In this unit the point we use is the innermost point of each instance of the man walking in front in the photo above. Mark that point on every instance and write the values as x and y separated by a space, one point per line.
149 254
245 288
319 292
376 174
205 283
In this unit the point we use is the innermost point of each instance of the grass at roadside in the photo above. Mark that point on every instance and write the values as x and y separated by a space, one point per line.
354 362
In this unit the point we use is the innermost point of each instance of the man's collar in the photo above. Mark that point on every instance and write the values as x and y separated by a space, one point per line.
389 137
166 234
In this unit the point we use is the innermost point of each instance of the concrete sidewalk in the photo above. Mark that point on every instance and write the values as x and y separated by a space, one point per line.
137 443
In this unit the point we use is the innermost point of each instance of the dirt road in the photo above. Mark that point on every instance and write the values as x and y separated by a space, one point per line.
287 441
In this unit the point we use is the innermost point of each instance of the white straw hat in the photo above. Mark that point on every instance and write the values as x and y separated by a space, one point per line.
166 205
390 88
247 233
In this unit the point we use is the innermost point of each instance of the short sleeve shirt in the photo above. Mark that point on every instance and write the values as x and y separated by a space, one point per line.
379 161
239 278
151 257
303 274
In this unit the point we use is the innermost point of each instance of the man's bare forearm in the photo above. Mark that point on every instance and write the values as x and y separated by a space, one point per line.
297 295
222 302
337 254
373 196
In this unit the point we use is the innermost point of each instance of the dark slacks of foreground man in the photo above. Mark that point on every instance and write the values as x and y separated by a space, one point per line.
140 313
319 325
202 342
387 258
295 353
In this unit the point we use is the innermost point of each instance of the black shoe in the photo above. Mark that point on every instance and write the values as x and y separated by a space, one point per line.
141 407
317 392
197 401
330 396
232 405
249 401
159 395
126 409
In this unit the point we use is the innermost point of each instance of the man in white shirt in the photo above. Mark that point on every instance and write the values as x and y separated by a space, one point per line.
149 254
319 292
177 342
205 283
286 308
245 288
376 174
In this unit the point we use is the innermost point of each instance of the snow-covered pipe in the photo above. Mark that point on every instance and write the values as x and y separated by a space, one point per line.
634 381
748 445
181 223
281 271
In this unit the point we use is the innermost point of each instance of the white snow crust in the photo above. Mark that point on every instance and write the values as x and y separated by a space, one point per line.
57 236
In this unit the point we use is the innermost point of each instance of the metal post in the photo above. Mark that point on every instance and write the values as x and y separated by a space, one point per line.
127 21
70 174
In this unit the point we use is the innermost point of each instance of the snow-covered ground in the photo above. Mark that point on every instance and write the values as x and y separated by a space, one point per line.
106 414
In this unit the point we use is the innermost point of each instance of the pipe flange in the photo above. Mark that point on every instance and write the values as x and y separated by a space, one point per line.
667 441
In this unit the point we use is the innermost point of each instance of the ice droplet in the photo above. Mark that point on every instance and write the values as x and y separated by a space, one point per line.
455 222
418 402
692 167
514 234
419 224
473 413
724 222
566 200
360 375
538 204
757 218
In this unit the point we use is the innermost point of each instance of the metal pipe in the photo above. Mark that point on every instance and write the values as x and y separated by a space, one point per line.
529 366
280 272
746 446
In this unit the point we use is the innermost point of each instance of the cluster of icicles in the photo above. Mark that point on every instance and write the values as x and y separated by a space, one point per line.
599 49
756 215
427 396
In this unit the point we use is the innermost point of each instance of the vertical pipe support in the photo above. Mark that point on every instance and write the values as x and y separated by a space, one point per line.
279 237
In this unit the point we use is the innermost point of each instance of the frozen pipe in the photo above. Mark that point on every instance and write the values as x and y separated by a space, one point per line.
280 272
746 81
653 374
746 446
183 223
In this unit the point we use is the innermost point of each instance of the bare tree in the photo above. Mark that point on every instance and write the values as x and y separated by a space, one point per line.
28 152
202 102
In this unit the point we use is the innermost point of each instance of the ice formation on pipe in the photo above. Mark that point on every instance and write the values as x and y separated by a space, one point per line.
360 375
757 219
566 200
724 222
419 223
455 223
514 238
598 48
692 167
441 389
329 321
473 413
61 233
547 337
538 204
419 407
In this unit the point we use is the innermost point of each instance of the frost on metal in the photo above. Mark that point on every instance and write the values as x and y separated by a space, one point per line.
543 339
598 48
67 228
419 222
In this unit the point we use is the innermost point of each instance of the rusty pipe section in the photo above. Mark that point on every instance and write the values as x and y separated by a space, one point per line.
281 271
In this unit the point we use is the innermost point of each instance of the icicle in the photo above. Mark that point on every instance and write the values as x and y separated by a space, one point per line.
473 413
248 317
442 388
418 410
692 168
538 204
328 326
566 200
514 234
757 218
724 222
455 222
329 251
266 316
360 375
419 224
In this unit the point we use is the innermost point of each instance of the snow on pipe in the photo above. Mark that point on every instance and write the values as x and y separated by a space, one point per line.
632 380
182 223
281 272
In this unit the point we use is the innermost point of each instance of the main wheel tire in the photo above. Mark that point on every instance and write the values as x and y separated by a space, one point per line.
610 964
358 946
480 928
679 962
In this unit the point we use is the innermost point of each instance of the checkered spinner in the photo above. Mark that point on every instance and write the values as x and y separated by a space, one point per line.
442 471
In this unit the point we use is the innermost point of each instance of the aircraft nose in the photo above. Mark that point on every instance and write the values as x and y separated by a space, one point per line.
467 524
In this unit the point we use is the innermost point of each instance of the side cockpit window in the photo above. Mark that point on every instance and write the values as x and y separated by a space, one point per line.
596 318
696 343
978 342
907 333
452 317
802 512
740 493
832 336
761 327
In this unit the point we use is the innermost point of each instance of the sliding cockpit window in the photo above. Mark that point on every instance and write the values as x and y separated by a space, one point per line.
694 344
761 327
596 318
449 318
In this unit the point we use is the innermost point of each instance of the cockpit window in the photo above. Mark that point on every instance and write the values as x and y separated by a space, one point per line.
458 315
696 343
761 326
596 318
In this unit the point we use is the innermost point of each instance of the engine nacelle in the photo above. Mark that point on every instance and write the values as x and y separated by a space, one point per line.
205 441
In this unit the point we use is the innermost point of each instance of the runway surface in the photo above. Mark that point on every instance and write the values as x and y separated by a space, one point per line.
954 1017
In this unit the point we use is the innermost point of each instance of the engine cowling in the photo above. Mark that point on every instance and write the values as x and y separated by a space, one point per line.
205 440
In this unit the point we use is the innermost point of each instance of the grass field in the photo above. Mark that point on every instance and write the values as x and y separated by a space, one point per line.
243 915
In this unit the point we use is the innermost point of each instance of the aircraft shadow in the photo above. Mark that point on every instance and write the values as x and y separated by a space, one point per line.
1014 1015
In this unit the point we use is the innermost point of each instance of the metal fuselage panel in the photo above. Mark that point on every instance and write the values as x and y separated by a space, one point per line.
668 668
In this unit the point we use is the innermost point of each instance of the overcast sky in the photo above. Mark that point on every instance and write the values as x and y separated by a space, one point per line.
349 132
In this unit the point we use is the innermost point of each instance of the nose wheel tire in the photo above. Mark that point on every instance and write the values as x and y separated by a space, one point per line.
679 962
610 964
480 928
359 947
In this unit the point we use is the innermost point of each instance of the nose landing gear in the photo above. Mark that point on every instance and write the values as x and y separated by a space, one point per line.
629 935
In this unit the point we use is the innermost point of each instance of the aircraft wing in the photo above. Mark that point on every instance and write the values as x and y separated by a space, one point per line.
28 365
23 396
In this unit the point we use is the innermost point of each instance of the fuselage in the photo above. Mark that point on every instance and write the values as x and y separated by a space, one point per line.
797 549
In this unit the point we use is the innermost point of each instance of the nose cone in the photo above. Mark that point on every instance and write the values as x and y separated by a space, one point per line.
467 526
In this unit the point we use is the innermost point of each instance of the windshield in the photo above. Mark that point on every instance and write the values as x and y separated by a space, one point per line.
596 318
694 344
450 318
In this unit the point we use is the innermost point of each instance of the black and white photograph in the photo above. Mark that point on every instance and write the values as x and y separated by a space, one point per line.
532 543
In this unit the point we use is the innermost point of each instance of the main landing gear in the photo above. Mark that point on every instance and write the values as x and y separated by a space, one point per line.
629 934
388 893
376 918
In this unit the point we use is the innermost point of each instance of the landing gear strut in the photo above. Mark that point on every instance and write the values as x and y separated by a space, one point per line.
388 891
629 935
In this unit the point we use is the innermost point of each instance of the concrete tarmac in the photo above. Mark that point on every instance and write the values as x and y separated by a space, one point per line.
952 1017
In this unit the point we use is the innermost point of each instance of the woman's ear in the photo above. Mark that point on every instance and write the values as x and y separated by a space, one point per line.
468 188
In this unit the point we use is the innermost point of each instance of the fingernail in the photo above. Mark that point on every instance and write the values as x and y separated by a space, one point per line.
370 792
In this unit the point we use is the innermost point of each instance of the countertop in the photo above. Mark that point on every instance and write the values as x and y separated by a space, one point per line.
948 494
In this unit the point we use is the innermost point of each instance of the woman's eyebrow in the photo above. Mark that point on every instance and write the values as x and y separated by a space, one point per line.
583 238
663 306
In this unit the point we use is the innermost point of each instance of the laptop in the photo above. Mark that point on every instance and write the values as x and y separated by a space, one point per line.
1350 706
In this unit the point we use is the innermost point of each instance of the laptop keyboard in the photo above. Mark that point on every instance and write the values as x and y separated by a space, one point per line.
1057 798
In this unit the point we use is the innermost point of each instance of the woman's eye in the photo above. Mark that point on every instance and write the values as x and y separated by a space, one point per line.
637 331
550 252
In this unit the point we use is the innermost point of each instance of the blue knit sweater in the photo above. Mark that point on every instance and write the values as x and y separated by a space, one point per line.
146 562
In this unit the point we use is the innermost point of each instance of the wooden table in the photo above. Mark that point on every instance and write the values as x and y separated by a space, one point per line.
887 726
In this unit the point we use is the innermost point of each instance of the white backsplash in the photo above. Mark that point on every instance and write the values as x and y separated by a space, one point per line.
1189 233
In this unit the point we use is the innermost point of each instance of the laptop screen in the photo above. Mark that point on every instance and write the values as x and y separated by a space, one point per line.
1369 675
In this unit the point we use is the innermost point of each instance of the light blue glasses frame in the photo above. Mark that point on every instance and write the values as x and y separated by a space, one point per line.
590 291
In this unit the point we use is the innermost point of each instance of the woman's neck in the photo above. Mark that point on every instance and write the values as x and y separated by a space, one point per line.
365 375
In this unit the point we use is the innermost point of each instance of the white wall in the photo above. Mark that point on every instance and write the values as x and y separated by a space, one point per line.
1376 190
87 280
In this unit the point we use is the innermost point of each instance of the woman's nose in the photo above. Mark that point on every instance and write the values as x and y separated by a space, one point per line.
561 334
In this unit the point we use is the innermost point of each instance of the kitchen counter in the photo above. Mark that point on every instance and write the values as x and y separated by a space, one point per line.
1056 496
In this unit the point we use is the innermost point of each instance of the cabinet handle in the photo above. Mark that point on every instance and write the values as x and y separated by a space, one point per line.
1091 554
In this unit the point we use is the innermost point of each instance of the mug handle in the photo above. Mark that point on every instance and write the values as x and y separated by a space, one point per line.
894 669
----
PROBLEM TO WORK ON >>
Beginning at the line where "of the cabinet" appears, extract each line through the end of the data above; keep them exact and include nothing else.

ANSWER FOR THIS EXERCISE >>
In this unit the point we use is the innermost point of each instance of the cabinet handle in the photo above. Mark that point on every instance and write the values as x and y separated by a space, one point per line.
1091 554
In this unit the point we use is the innermost point of each instance of the mug handle in the photo above. Mark that point on every instance and write the values as x and y separated by a space, one point per line.
894 669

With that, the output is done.